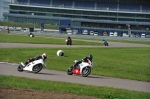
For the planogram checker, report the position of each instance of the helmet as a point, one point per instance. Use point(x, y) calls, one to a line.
point(90, 57)
point(44, 56)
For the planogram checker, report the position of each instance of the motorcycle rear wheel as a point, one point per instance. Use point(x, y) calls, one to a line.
point(69, 71)
point(37, 68)
point(20, 68)
point(86, 71)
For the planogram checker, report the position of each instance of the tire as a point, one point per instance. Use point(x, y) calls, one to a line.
point(37, 68)
point(69, 71)
point(86, 71)
point(20, 68)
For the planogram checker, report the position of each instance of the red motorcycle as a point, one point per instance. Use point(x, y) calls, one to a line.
point(84, 69)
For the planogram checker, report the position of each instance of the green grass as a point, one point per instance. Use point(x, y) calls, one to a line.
point(41, 40)
point(100, 92)
point(130, 63)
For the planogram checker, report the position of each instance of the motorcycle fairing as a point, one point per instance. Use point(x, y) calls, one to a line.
point(32, 64)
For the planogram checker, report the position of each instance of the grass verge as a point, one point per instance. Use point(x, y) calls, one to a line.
point(101, 92)
point(129, 63)
point(41, 40)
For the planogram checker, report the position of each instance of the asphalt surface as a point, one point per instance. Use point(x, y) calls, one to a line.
point(52, 75)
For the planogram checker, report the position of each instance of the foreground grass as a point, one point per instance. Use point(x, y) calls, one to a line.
point(40, 40)
point(101, 92)
point(130, 63)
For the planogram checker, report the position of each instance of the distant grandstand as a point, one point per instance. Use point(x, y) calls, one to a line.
point(130, 17)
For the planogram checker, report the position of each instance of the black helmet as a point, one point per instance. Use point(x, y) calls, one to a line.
point(90, 57)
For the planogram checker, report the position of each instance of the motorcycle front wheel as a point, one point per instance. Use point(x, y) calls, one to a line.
point(37, 68)
point(20, 68)
point(69, 71)
point(86, 71)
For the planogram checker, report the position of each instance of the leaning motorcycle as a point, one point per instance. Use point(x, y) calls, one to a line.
point(31, 35)
point(105, 43)
point(83, 69)
point(34, 66)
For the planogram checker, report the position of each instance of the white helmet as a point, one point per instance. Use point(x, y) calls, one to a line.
point(44, 56)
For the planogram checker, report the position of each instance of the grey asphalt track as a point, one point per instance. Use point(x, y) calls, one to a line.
point(52, 75)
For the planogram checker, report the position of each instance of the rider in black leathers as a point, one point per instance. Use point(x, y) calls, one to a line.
point(90, 57)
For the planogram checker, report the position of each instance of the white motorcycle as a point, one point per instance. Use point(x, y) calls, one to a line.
point(34, 66)
point(83, 69)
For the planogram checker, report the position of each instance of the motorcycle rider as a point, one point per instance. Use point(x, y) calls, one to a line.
point(43, 56)
point(85, 59)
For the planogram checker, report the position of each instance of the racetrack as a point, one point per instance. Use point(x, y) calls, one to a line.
point(11, 69)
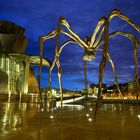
- - -
◆ Directions for this task: Format every line of the records above as a Markdown table with two columns, Row and Line, where Row numbers each line in order. Omit blank lines and pictures.

◆ Correct answer:
| Row | Line |
|---|---|
| 1 | For the planogram checker, report the position of each instance of the helmet as a point, one point per instance. Use point(x, y) calls, one to a line. |
| 2 | point(90, 57) |
| 3 | point(44, 56) |
| 4 | For the planogram checker, report the position of each instance of the motorcycle rear wheel as a point, one point per instance. Use point(x, y) calls, one to a line. |
| 5 | point(69, 71) |
| 6 | point(37, 68) |
| 7 | point(20, 68) |
| 8 | point(86, 71) |
| 9 | For the planogram checker, report the position of each instance of the tire as a point, one point per instance. Use point(x, y) calls, one to a line. |
| 10 | point(37, 68) |
| 11 | point(69, 71) |
| 12 | point(86, 71) |
| 13 | point(20, 68) |
| 14 | For the planogram checker, report the position of each instance of the red motorcycle as a point, one point per instance. Use point(x, y) calls, one to a line. |
| 15 | point(84, 69) |
| 16 | For the planogram checker, report the position of each instance of the green grass as a point, one point per instance. Use point(x, y) calls, one to a line. |
| 17 | point(41, 40) |
| 18 | point(100, 92) |
| 19 | point(130, 63) |
| 20 | For the planogram checker, report the position of each instance of the motorcycle fairing as a point, one point per instance. Use point(x, y) calls, one to a line. |
| 21 | point(32, 64) |
| 22 | For the planogram checker, report the position of each instance of the grass verge as a point, one point per instance. Use point(x, y) calls, one to a line. |
| 23 | point(101, 92) |
| 24 | point(129, 63) |
| 25 | point(41, 40) |
| 26 | For the planogram checker, report the position of each instance of the asphalt surface as a point, one point per instance. Use point(x, y) calls, one to a line. |
| 27 | point(52, 75) |
| 28 | For the planogram checker, report the position of each instance of the foreground grass as a point, one point per instance. Use point(x, y) calls, one to a line. |
| 29 | point(40, 40) |
| 30 | point(101, 92) |
| 31 | point(130, 63) |
| 32 | For the planogram checker, report the position of each instance of the distant grandstand as a point, one point per instance. Use point(x, y) calls, one to a line. |
| 33 | point(130, 17) |
| 34 | For the planogram checker, report the position of each instance of the black helmet as a point, one point per instance. Use point(x, y) calls, one to a line. |
| 35 | point(90, 57) |
| 36 | For the planogram checker, report the position of each instance of the motorcycle front wheel as a point, one point per instance. Use point(x, y) calls, one to a line. |
| 37 | point(37, 68) |
| 38 | point(20, 68) |
| 39 | point(69, 71) |
| 40 | point(86, 71) |
| 41 | For the planogram checker, report the position of each instance of the leaning motorcycle as a point, one point per instance. Use point(x, y) calls, one to a line. |
| 42 | point(31, 35) |
| 43 | point(105, 43) |
| 44 | point(83, 69) |
| 45 | point(34, 66) |
| 46 | For the planogram checker, report the position of each instance of the white helmet as a point, one point per instance. Use point(x, y) calls, one to a line. |
| 47 | point(44, 56) |
| 48 | For the planogram checker, report the position of each instance of the grey asphalt track as a point, one point per instance. Use point(x, y) calls, one to a line. |
| 49 | point(52, 75) |
| 50 | For the planogram checker, report the position of each instance of the rider in black leathers as a point, one point per instance. Use point(x, y) calls, one to a line. |
| 51 | point(90, 57) |
| 52 | For the planogram checker, report the position of each instance of the white motorcycle as a point, one point per instance. Use point(x, y) calls, one to a line. |
| 53 | point(34, 66) |
| 54 | point(83, 69) |
| 55 | For the planogram checker, report the position of each instance of the motorcycle rider as a point, one point per instance. Use point(x, y) calls, one to a line. |
| 56 | point(43, 56) |
| 57 | point(85, 59) |
| 58 | For the planogram checker, report the position of each instance of the racetrack as a point, one point per instance. Use point(x, y) calls, one to a line. |
| 59 | point(11, 69) |